SUPPLIED INFORMATION →
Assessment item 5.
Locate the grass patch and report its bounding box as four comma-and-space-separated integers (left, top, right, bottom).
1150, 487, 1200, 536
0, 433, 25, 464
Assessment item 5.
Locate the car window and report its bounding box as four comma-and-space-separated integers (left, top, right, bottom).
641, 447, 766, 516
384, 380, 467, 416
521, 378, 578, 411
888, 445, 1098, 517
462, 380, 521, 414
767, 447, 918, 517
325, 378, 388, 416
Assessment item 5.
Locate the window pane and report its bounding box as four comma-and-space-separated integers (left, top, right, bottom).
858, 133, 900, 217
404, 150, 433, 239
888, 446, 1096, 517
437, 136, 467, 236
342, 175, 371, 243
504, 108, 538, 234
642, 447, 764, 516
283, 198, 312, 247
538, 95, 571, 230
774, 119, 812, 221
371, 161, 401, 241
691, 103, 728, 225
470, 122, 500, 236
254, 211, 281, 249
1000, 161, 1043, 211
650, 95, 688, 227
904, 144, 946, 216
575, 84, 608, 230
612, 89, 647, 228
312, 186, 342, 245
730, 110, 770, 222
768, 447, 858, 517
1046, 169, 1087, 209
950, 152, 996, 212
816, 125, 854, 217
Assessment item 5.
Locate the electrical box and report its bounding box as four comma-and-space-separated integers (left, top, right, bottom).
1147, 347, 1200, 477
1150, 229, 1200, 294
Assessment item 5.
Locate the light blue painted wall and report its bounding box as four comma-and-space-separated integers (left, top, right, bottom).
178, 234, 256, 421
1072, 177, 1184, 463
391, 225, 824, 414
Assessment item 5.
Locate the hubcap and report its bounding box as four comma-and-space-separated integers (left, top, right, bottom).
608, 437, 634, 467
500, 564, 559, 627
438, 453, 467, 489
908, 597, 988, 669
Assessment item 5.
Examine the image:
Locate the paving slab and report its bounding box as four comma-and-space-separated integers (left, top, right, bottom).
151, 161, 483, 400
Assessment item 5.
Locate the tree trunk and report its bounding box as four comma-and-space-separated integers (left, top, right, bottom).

WHAT THE TASK ASKS → List every line of the records that contains the string "comma", matching case exactly.

EXPECTED ANSWER →
Locate the grass patch and report its bounding box as four comma-and-space-separated integers (left, top, right, bottom).
Locate the car window and report its bounding box as four comma-and-space-separated integers (left, top, right, bottom).
Locate the window pane and report its bounding box as four comma-and-space-separated integers (left, top, right, bottom).
Locate the electrical box and report its bounding box as four comma-and-space-separated integers (left, top, right, bottom).
Locate the light blue painted wall and report its bounding box as four comma-and-space-separated integers (left, top, right, bottom).
Locate the hubcap and report its bounding box as four comma-and-space-separated integers (left, top, right, bottom).
Locate the paving slab and report its bounding box as four comma-and-space-separated integers (left, top, right, bottom).
Locate the tree trunk and report its bounding box as four comma-and-space-separated integers (left, top, right, bottom).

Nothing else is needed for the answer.